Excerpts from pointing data
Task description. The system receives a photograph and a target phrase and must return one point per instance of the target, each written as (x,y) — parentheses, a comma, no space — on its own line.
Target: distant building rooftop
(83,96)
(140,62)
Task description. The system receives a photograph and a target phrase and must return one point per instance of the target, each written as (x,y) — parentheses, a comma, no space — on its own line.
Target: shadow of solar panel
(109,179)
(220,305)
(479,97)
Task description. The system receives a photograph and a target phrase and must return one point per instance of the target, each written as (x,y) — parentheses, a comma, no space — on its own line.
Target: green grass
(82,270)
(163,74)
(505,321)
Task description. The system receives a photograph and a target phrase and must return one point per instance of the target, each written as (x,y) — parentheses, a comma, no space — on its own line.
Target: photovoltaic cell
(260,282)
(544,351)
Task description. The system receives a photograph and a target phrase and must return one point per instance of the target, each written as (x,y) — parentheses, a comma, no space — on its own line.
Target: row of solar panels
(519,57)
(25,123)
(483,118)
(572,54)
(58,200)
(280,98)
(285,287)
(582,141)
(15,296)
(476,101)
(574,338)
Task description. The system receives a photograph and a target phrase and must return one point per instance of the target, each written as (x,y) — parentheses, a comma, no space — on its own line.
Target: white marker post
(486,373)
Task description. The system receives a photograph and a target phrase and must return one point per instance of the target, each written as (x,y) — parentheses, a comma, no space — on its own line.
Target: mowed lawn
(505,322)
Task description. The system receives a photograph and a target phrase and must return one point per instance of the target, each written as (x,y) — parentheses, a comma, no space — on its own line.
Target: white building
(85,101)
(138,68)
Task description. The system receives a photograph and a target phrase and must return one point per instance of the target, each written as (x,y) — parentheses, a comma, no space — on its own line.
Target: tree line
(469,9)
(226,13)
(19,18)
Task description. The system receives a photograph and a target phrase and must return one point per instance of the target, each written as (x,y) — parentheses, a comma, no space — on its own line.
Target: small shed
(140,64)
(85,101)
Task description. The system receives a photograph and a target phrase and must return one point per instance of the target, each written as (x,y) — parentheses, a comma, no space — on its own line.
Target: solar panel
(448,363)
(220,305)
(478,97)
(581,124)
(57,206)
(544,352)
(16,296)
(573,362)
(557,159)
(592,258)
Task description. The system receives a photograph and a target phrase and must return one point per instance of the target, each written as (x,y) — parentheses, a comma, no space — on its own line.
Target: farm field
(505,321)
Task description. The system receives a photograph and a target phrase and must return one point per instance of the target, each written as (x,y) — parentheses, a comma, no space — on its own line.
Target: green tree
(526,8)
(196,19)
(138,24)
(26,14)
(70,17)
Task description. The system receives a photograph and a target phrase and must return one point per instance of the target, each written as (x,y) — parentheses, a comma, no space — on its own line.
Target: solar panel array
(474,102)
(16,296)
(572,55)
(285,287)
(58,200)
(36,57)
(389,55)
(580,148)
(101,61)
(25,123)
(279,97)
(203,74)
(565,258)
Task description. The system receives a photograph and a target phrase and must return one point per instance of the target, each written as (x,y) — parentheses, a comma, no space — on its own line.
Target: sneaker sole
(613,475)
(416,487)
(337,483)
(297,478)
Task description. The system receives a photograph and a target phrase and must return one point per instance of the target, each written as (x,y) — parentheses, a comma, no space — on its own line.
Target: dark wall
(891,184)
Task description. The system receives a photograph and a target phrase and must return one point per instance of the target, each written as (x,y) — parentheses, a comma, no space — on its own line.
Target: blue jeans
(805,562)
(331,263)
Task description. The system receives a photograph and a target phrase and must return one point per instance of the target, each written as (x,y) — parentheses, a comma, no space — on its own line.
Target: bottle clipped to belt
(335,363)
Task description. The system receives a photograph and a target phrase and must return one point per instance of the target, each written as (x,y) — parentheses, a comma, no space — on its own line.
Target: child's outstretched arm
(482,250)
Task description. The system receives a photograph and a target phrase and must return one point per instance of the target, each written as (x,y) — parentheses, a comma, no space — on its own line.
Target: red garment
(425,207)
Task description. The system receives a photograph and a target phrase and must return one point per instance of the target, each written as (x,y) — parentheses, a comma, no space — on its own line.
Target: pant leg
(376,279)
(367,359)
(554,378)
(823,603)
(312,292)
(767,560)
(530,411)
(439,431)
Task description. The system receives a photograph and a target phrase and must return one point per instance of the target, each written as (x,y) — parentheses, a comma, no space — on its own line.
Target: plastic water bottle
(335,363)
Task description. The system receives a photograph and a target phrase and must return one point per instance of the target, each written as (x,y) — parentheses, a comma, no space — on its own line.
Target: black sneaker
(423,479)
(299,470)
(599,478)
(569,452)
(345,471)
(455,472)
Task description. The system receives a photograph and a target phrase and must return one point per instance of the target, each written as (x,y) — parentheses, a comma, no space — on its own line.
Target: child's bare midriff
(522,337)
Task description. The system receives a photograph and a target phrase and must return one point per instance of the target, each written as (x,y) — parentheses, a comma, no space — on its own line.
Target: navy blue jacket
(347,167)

> **Work to be completed**
Filter the records above and keep only the lines that contain the string "blue", treating the match as case-sensitive.

> **Output**
Target: blue jeans
Target: navy blue jacket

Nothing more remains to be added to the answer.